● GIVEN REQUEST: Repeat exactly, and only, the lines from the one holding "Could you point at the scalloped" through the last line of the records below.

═════ SUPPLIED RECORDS

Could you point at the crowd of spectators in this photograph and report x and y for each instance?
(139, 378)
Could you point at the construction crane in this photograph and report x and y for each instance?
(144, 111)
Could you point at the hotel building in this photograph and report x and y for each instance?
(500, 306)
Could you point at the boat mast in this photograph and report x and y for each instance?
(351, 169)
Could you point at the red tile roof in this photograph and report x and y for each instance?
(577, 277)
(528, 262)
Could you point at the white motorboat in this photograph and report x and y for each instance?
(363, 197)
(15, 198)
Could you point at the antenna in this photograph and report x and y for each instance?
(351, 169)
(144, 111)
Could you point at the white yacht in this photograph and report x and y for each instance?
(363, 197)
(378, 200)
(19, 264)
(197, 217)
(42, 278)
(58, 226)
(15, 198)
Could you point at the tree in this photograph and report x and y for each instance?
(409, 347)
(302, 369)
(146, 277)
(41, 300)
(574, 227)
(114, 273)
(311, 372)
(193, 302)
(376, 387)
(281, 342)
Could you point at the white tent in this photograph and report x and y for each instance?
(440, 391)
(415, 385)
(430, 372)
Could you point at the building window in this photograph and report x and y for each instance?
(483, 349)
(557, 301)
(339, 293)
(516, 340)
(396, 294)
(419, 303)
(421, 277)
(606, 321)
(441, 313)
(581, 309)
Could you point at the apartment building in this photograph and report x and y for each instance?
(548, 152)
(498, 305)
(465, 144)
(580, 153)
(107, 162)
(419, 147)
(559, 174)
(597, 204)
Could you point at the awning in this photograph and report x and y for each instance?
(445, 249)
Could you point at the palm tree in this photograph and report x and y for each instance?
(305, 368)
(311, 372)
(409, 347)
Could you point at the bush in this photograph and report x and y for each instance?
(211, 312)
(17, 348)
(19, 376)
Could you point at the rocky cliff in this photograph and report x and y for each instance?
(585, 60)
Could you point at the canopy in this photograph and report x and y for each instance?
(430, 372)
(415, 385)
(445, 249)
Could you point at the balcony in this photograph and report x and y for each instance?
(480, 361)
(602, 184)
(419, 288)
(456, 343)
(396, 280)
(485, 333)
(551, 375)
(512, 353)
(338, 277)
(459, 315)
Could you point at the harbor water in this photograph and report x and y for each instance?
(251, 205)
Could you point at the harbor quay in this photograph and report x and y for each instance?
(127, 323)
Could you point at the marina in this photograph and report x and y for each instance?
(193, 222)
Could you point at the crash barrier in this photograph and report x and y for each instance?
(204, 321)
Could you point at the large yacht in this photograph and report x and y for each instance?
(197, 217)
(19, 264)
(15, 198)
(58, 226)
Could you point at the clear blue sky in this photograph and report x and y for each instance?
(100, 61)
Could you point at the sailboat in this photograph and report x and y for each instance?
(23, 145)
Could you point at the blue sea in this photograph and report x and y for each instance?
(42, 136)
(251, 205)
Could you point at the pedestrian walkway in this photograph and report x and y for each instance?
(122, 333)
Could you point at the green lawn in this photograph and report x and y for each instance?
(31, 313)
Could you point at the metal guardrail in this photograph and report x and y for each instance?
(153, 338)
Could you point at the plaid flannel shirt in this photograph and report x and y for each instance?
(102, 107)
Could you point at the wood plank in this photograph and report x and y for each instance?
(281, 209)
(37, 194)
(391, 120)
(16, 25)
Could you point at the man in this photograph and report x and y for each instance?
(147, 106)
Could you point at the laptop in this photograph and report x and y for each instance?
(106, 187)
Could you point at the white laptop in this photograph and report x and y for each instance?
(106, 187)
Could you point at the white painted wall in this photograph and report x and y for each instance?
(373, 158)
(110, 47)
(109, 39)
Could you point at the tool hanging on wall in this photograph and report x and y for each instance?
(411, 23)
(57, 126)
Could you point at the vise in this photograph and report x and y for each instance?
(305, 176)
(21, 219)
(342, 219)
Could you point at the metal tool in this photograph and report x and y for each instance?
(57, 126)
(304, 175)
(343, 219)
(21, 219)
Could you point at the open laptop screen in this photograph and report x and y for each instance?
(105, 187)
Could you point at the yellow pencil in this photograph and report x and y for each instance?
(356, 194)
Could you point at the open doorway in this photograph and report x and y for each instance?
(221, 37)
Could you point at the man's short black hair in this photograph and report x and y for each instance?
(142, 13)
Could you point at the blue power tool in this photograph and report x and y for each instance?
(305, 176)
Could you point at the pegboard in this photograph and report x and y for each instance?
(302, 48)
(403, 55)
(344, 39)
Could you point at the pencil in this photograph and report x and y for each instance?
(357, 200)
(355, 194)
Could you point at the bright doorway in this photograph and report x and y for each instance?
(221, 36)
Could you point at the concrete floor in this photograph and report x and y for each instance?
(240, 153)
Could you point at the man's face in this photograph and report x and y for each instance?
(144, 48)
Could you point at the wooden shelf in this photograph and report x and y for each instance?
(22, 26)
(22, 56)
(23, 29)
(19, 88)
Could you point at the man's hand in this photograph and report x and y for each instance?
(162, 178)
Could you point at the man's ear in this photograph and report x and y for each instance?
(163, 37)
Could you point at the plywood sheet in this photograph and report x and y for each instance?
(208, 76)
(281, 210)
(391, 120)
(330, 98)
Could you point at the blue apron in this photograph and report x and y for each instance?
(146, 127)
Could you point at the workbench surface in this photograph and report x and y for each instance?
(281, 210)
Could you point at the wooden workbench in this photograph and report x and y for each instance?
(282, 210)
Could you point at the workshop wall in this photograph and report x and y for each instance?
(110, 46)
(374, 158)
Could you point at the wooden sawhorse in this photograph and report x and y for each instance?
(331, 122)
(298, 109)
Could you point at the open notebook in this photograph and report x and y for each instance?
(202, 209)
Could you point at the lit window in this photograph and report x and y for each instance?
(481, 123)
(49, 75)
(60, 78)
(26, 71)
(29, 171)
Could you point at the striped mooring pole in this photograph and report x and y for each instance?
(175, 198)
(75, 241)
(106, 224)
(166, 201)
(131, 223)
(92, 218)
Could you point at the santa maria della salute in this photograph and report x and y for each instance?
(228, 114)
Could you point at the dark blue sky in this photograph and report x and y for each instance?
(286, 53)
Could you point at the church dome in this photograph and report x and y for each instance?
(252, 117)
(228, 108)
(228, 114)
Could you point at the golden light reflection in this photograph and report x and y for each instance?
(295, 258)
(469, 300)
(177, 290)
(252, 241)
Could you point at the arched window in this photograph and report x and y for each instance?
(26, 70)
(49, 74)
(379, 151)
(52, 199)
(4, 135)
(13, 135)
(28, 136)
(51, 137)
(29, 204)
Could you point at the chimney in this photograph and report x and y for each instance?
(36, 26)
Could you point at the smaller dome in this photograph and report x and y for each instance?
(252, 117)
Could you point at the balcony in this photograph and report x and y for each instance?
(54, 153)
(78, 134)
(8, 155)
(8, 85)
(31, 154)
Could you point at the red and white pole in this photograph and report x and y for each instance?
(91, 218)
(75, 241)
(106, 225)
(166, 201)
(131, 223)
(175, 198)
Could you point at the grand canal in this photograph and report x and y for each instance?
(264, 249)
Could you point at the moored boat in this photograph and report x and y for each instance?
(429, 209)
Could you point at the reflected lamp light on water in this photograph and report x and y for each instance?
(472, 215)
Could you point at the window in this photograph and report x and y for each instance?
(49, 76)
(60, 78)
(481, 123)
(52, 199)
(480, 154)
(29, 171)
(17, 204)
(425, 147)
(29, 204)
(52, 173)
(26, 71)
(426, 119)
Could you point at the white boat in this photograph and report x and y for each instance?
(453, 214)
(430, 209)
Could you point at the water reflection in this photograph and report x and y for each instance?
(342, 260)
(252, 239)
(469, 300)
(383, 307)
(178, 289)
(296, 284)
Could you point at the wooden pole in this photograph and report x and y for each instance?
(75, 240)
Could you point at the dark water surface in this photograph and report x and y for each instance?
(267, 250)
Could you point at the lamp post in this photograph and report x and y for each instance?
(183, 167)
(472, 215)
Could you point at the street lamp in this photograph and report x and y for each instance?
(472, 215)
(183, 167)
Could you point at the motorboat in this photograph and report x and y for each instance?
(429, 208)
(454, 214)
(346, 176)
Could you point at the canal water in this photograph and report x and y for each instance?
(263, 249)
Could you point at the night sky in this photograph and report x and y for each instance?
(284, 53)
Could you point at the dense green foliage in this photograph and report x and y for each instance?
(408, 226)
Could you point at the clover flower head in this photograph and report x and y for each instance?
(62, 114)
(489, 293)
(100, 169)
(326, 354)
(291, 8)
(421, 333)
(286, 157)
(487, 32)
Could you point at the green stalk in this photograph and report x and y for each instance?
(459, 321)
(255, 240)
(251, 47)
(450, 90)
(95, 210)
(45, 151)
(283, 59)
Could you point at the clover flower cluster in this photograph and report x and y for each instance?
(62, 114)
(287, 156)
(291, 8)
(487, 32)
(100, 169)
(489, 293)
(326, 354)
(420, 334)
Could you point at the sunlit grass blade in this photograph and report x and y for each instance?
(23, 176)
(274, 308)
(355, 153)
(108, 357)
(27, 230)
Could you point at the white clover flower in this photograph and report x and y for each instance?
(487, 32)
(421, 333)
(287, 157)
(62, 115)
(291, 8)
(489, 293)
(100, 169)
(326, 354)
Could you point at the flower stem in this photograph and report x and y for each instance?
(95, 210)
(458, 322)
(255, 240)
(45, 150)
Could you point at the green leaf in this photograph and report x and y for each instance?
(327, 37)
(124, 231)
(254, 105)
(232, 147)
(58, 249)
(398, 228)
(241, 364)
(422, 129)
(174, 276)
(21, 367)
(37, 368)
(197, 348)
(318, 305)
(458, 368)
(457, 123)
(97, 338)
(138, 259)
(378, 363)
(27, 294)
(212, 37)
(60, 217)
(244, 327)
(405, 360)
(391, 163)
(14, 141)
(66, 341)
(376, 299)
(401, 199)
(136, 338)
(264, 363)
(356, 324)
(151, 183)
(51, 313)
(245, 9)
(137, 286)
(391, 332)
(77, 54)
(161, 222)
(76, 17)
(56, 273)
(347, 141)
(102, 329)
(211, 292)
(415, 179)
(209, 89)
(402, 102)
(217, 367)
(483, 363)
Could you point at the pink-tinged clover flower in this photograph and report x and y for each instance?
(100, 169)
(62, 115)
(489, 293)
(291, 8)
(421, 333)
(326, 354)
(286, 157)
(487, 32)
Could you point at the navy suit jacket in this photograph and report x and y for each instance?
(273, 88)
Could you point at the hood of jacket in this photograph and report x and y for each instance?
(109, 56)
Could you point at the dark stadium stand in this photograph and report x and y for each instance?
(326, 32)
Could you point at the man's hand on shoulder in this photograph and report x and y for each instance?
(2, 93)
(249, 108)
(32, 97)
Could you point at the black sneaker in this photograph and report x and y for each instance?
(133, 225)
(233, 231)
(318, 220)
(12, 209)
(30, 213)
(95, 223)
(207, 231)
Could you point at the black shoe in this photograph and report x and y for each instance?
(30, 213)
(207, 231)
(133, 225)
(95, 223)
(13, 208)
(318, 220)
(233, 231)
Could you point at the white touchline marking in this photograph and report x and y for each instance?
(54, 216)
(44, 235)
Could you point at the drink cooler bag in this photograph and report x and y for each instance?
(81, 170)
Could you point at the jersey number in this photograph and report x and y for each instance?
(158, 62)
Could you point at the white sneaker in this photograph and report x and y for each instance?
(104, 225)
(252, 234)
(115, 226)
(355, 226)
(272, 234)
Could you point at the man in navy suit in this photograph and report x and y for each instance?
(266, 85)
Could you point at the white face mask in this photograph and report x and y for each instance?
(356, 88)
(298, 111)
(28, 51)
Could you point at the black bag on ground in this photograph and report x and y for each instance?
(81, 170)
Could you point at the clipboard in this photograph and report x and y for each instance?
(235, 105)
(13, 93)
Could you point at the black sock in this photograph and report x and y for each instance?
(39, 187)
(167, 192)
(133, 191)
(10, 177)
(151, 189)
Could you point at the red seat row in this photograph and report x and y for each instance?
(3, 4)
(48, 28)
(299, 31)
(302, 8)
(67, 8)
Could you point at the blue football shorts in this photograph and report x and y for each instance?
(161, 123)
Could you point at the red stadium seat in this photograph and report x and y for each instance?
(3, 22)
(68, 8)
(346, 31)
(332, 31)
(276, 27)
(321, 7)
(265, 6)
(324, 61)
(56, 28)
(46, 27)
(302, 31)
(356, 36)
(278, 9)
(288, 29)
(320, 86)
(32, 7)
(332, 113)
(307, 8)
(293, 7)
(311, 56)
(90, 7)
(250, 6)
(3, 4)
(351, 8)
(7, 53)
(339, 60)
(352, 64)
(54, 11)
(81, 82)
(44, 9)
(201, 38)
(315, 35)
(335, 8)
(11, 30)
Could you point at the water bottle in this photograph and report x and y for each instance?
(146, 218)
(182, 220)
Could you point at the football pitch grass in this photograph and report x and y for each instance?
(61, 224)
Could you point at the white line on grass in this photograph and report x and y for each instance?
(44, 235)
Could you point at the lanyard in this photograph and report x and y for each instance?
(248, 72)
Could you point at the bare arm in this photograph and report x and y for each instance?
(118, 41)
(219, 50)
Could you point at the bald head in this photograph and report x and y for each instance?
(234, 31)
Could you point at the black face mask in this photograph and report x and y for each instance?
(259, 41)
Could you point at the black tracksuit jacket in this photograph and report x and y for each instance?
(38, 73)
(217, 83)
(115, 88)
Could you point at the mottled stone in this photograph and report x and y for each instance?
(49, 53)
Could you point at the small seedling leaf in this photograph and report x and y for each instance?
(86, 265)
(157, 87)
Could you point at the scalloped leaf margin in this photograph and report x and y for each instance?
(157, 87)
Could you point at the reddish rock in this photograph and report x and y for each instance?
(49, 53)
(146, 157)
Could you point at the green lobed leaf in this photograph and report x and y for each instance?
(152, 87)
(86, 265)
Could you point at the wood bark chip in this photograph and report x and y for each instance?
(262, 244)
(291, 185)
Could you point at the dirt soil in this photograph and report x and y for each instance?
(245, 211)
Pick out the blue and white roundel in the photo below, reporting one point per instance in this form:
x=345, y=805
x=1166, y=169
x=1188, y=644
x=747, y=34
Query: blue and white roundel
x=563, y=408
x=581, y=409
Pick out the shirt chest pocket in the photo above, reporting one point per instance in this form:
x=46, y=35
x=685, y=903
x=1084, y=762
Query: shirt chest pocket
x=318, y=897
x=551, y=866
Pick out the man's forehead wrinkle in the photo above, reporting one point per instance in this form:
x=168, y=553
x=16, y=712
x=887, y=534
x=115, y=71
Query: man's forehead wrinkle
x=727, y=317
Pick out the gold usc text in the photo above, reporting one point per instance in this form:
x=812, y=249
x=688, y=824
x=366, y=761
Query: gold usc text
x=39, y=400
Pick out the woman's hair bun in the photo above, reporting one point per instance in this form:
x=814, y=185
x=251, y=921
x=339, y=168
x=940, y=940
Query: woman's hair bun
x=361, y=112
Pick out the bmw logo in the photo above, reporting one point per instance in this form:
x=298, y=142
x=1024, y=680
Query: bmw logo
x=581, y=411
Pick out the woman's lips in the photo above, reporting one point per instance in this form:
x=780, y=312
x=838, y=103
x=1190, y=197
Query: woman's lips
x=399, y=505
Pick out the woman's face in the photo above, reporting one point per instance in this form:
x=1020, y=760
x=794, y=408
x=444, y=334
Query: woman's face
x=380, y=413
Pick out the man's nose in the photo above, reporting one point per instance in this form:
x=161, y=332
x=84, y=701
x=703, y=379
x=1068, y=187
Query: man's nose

══════════

● WRITTEN SOLUTION:
Could you point at the scalloped leaf margin in this photograph and report x and y for each instance?
(157, 87)
Could you point at the reddish rock in this photograph and report x and y for each instance?
(49, 53)
(146, 157)
Could you point at the green lobed leaf in this photograph and report x and y for each instance?
(152, 87)
(86, 265)
Could you point at the wood bark chip in this photograph and report x and y for each instance?
(262, 244)
(291, 185)
Could you point at the dirt soil in this photograph and report x and y for each instance?
(245, 211)
Pick out the blue and white roundel in the photo below, reporting one point per instance in this form:
x=345, y=805
x=1166, y=169
x=1188, y=644
x=747, y=34
Query: blue and white roundel
x=563, y=408
x=581, y=409
Pick out the shirt chest pocket in the photo above, reporting one point per instance in this form:
x=46, y=35
x=685, y=903
x=1084, y=762
Query: shirt chest pocket
x=318, y=897
x=551, y=866
Pick out the man's forehead wrinkle in the photo above, reporting one point per instance in this form:
x=168, y=553
x=16, y=712
x=887, y=534
x=115, y=71
Query: man's forehead wrinkle
x=727, y=317
Pick out the gold usc text in the photo above, reporting one point per instance in this form:
x=812, y=249
x=688, y=824
x=366, y=761
Query: gold usc text
x=39, y=400
Pick out the woman's hair bun in the photo above, reporting one point per instance in this form:
x=814, y=185
x=251, y=921
x=339, y=168
x=940, y=940
Query: woman's hair bun
x=361, y=112
Pick out the bmw logo in the photo above, reporting one point per instance in this form:
x=298, y=142
x=1024, y=680
Query: bmw logo
x=581, y=411
Pick out the woman's lips in the photo above, reporting one point per instance in this form:
x=780, y=312
x=838, y=103
x=1190, y=197
Query: woman's lips
x=399, y=505
Pick out the woman's face in the photo above, reporting one point per instance in this form:
x=1020, y=760
x=794, y=408
x=444, y=334
Query: woman's face
x=380, y=413
Pick out the man's nose in the photo above, reporting one point per instance in this form:
x=161, y=332
x=84, y=701
x=703, y=379
x=1068, y=187
Query: man's nose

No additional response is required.